Work required
Check every line of the data for the word "left", and copy those that have it.

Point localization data
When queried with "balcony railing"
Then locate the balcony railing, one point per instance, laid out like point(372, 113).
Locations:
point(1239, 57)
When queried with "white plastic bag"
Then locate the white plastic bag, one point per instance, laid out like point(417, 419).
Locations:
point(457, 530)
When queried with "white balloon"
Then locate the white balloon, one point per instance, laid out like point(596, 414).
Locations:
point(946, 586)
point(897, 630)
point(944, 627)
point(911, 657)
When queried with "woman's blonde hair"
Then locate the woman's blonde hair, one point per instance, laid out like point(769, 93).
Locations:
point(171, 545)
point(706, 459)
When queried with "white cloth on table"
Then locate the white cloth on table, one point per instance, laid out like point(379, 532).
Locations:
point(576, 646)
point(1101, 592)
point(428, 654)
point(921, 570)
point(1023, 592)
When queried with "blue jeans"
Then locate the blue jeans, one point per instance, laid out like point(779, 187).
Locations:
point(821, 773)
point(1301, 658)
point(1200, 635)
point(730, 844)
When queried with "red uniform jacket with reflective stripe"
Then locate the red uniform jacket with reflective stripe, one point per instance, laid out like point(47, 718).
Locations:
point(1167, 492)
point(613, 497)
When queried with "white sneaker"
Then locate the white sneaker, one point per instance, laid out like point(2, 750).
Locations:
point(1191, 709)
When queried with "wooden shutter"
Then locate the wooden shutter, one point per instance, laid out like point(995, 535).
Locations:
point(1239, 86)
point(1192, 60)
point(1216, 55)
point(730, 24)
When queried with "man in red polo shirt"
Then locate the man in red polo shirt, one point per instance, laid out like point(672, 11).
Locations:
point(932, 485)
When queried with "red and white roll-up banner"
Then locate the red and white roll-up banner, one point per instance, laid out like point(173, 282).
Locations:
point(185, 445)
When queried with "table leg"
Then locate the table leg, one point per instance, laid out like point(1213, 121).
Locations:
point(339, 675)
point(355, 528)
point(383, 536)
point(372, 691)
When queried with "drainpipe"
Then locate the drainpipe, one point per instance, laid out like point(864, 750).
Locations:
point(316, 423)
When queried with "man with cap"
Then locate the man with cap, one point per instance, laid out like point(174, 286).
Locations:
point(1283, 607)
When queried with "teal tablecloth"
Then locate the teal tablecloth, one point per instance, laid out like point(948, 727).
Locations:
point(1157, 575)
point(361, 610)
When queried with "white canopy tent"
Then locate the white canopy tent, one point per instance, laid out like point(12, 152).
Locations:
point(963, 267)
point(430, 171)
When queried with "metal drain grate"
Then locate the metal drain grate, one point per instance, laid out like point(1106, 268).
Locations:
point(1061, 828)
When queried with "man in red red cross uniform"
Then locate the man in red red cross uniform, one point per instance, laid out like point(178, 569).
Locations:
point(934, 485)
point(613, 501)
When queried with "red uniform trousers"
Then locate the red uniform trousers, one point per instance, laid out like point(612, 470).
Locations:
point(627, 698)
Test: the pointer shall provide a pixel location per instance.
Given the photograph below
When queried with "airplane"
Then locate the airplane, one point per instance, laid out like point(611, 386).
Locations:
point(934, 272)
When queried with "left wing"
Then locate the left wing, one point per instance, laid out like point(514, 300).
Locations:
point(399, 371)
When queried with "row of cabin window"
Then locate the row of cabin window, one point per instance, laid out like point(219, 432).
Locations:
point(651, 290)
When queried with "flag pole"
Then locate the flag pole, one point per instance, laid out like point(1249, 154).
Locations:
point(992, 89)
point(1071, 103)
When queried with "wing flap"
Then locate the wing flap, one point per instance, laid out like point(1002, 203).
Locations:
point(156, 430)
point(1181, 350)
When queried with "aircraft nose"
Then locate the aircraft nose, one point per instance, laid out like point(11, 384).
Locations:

Your response
When queried with "left wing"
Then locate the left wing, one point per instance, laid out like point(514, 300).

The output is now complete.